Start of Data provided

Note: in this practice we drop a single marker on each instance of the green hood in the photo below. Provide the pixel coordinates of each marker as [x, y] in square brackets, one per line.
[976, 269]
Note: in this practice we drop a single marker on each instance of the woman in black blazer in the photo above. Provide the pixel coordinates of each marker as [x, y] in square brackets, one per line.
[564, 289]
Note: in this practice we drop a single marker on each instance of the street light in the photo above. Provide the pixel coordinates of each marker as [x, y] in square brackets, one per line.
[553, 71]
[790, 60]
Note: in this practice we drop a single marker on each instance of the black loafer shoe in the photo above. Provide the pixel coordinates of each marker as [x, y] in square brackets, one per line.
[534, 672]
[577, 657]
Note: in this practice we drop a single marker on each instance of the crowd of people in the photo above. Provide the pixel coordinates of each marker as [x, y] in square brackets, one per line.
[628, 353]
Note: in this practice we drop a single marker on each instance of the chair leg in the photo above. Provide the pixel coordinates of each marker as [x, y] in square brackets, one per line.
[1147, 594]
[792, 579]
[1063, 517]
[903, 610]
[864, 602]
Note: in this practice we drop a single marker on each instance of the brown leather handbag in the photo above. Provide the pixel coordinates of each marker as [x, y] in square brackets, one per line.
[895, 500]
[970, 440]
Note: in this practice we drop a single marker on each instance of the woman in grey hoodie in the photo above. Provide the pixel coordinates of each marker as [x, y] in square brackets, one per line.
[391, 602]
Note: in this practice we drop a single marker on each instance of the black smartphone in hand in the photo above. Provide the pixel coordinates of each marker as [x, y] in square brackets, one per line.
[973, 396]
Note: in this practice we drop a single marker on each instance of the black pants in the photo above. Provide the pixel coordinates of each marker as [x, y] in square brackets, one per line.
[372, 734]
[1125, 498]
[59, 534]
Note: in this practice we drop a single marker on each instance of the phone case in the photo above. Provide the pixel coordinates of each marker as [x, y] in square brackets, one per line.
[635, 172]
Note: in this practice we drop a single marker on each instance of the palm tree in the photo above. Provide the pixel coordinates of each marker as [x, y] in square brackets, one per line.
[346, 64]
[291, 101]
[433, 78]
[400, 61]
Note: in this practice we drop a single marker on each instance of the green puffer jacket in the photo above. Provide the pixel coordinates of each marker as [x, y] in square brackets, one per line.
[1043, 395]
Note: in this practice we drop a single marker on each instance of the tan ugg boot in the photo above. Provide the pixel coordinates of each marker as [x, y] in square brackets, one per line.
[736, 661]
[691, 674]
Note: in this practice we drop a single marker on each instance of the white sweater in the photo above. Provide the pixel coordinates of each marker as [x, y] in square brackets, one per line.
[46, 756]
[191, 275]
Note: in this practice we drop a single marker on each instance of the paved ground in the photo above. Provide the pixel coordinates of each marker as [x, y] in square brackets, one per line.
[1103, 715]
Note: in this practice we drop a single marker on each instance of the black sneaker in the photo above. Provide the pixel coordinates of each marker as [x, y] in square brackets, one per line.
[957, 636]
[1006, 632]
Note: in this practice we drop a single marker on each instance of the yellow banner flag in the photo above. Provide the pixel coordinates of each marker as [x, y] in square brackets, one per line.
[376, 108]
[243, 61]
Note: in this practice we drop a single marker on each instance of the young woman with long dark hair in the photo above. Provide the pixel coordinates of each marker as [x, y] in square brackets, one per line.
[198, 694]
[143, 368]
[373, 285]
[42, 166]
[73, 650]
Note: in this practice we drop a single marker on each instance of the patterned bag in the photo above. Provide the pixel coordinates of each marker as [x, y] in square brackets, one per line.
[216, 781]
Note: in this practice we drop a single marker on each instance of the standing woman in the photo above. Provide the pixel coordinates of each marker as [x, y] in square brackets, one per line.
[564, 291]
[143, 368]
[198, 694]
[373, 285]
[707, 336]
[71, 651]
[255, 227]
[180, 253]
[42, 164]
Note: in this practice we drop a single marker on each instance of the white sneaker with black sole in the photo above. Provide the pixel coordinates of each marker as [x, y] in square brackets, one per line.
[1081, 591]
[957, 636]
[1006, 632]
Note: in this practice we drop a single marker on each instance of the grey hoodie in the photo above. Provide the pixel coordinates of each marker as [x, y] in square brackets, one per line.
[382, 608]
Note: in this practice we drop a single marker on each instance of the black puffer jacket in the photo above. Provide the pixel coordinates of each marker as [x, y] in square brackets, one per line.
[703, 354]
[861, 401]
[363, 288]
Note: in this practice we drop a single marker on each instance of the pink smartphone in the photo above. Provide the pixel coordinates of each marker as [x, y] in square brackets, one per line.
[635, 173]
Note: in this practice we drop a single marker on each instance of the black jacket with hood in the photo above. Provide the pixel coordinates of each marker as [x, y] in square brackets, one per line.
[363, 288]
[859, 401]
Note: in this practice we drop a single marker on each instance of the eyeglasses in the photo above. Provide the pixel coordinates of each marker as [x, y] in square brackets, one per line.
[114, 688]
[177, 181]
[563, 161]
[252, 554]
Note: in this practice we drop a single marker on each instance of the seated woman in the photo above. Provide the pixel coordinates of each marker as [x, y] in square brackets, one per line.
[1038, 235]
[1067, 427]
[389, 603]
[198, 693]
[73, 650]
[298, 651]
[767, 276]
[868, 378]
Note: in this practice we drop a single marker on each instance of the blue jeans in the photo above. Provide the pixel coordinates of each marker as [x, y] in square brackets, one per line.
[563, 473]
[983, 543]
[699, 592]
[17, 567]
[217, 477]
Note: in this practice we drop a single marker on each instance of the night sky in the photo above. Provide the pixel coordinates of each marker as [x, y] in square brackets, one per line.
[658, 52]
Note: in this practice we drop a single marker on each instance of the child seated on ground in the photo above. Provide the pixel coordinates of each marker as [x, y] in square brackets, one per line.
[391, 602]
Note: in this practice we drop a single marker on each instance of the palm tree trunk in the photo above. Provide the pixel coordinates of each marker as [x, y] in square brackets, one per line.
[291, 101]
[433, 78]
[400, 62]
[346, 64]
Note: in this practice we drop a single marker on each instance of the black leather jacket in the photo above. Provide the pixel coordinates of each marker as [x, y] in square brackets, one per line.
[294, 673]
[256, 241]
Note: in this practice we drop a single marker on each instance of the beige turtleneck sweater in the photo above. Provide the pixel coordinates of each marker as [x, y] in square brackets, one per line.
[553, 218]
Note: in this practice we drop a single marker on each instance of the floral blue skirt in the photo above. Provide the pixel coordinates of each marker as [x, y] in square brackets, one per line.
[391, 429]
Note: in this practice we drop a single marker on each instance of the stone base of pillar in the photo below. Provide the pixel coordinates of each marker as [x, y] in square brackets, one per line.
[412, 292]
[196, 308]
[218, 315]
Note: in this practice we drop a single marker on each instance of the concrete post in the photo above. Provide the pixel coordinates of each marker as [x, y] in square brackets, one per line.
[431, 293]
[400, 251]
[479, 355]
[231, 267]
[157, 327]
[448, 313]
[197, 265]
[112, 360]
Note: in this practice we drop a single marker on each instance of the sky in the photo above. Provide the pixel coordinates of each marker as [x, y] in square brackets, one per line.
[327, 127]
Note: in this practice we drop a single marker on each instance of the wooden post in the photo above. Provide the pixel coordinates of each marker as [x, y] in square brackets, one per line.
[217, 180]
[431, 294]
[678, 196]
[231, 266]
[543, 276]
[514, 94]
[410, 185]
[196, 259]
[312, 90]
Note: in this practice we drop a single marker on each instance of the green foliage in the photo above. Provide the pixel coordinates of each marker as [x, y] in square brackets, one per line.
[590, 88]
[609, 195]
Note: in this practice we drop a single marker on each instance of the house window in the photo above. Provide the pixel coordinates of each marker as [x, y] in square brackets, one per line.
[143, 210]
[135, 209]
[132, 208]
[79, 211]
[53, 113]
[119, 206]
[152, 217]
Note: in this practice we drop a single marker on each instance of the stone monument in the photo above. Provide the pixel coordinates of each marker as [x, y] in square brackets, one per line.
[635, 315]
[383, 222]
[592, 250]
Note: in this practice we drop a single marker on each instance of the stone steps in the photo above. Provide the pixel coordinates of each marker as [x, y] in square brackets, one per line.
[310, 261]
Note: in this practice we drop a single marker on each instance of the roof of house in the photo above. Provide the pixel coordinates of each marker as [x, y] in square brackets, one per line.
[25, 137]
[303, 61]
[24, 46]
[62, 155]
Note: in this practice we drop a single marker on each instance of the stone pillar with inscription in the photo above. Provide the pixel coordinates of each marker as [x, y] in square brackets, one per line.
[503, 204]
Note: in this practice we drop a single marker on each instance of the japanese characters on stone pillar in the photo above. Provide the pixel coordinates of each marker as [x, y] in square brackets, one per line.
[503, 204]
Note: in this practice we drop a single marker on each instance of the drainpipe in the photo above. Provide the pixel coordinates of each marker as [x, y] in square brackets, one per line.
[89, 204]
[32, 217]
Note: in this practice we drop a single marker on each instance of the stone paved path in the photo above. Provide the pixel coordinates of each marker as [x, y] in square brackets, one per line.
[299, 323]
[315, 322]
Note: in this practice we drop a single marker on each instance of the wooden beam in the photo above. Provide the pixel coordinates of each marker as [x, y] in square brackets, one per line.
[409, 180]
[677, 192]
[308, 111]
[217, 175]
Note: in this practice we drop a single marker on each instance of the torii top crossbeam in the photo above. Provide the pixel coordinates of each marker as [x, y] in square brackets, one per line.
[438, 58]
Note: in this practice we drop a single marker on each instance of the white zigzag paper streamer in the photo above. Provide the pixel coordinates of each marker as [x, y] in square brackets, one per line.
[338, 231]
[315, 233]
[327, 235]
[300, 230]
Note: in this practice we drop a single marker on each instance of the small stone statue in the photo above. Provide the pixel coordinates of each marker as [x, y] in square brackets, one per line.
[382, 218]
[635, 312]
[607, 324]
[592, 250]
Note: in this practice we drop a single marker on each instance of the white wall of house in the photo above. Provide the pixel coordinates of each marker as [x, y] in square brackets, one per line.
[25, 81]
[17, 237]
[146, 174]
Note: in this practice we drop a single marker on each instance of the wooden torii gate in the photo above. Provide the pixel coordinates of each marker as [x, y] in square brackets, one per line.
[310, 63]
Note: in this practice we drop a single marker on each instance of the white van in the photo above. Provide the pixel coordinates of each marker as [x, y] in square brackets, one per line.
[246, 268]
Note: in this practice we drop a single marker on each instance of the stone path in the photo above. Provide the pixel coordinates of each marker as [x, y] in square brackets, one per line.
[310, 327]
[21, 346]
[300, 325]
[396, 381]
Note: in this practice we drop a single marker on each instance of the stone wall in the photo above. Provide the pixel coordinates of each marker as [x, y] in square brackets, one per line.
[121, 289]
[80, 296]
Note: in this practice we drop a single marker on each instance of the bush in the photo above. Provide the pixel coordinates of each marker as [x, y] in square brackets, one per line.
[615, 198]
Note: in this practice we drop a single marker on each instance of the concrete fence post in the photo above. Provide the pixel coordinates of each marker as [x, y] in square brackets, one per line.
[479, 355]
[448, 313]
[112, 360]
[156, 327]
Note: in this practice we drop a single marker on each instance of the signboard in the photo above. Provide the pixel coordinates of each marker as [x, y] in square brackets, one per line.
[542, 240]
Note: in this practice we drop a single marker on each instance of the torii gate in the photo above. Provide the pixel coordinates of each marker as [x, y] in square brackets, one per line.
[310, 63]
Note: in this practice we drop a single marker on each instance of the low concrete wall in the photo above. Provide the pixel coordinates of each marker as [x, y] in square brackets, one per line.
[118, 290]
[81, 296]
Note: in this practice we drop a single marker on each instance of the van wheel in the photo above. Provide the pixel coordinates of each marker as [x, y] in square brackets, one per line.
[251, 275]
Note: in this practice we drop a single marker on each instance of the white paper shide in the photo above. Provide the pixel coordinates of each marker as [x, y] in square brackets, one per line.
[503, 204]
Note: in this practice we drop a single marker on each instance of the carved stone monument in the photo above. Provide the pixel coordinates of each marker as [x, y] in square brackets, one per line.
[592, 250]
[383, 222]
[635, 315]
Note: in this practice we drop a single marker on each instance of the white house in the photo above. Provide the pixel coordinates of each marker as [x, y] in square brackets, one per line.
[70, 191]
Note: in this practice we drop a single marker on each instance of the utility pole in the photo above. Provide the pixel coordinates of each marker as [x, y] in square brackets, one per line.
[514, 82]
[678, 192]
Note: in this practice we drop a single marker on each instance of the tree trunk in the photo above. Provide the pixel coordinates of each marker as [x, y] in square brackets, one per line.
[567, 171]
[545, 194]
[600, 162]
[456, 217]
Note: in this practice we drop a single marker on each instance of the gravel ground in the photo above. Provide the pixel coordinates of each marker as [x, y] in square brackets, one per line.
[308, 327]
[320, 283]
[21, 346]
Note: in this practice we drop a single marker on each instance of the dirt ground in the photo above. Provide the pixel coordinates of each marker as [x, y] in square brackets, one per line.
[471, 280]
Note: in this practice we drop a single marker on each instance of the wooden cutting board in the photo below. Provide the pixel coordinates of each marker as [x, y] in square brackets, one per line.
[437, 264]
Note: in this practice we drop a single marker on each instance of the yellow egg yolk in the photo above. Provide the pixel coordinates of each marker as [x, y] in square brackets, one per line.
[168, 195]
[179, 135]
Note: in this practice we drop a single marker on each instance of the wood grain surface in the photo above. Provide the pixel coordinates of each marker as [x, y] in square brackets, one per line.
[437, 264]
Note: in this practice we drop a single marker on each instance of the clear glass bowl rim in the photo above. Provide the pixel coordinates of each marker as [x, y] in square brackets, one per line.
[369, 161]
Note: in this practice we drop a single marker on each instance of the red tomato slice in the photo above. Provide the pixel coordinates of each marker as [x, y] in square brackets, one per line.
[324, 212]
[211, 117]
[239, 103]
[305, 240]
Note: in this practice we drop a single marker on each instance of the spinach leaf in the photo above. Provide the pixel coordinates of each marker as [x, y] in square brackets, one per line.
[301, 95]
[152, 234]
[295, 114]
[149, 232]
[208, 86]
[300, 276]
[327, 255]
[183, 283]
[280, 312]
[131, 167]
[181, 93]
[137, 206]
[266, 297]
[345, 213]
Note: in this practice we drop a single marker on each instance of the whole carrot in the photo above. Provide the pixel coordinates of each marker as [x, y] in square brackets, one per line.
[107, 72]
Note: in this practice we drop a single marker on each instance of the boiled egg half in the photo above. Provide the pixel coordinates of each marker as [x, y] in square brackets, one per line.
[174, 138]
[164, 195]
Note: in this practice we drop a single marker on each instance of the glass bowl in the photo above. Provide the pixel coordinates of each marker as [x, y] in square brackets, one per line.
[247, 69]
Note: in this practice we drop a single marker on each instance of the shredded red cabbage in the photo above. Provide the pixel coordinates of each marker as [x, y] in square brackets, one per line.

End of Data provided

> Exercise prompt
Find "the wood grain" in the records. Copy its line and every line after it, exactly, through the last one.

> Response to this exercise
Note: in this practice we drop a single marker on each instance of the wood grain surface in the photo above. Provide the pixel coordinates of each marker as [x, y] in square brackets, one per line.
[437, 264]
Note: in this practice we drop a single marker on each instance of the clear glass bowl rim in the photo above. Provide the pixel coordinates of each marker as [x, y] in square brackets, one per line.
[369, 161]
Note: in this practice we drop a single marker on each instance of the red tomato slice in the photo above. Provide the pixel coordinates of each marker as [x, y] in square brackets, one per line.
[324, 212]
[211, 117]
[239, 103]
[305, 240]
Note: in this practice we drop a single marker on each instance of the spinach leaf in the photo above. Provide the pixel coordinates of each marker as [x, y] in square brackets, one per line.
[301, 95]
[152, 234]
[295, 114]
[149, 232]
[208, 86]
[300, 276]
[327, 255]
[183, 283]
[280, 312]
[131, 167]
[181, 93]
[137, 206]
[266, 297]
[345, 213]
Note: in this practice we drop a single marker on each instance of the whole carrot in the photo above. Provide the pixel coordinates of each marker as [x, y] in square brackets, one per line.
[107, 72]
Note: in this practice we drop a single marker on each instance of the boiled egg half in the photo above. Provide the pixel coordinates of each marker as [x, y] in square brackets, one per line.
[174, 138]
[164, 195]
Note: in this practice we drop a single marker on each instance of the glass bowl in the photo above. Provide the pixel coordinates of each marker as [x, y] in square brackets, one per line.
[247, 69]
Note: in this practice we drop a single marker on each instance of the shredded red cabbage in the photo above. Provide the pixel coordinates of each marker as [x, y] in square brackets, one per line.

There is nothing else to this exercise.